*WORK TASK A:*
Please update the Ginna plant passage. Give everything from "New York state" down to "more than double." again, changing "deadline" to "cutoff date".
*WORK TASK B:*
According to the Ginna plant passage, what deadline did New York state regulators set for a new power contract?
### PROVIDED PASSAGE
Bloomberg reported last week that the largest owner/operator of nuclear power plants in the United States is seeking permission from state utility regulators to double the price of electricity in order to delay the permanent shutdown of one of their nuclear facilities. Exelon racked up more than $100 million in losses since 2011 from its Ginna power plant contracted wholesale power price, and calculates it must be allowed to charge a minimum of 83% more in order to keep it running through 2016 at no profit. At which time Exelon will shut the plant down to avoid more losses. This would give the utility time to contract with other suppliers to make up the difference.
New York state regulators have set a January 15th deadline - that's Thursday this week - for a new power contract that provides Exelon with rates high enough to keep the plant running. If the utility - Rochester Gas & Electric - wishes to secure a long term contract for power, the cost will more than double.
######
### GIVEN INFORMATION
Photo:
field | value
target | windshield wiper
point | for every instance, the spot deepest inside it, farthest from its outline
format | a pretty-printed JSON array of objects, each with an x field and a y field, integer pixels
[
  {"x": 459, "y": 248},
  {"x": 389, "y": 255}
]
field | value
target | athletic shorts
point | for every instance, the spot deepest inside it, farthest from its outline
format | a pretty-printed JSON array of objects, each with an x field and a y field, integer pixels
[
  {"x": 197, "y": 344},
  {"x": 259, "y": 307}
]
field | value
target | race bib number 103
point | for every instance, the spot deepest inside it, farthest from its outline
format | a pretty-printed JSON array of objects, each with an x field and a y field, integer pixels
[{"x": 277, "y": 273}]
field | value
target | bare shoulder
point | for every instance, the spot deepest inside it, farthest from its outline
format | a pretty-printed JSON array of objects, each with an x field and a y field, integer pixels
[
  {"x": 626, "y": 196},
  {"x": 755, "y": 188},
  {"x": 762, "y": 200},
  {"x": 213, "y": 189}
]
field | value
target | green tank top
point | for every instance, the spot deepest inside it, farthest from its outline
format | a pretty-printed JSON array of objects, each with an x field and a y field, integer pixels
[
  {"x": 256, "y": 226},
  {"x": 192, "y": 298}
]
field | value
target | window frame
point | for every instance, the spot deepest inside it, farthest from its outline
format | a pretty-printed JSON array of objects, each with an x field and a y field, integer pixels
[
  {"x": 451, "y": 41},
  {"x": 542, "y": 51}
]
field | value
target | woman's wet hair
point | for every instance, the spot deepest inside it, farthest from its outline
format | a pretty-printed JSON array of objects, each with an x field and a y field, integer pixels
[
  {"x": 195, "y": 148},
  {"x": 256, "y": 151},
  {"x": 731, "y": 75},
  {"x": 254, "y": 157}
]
######
*TASK OUTPUT A:*
New York state regulators have set a January 15th cutoff date - that's Thursday this week - for a new power contract that provides Exelon with rates high enough to keep the plant running. If the utility - Rochester Gas & Electric - wishes to secure a long term contract for power, the cost will more than double.

*TASK OUTPUT B:*
January 15th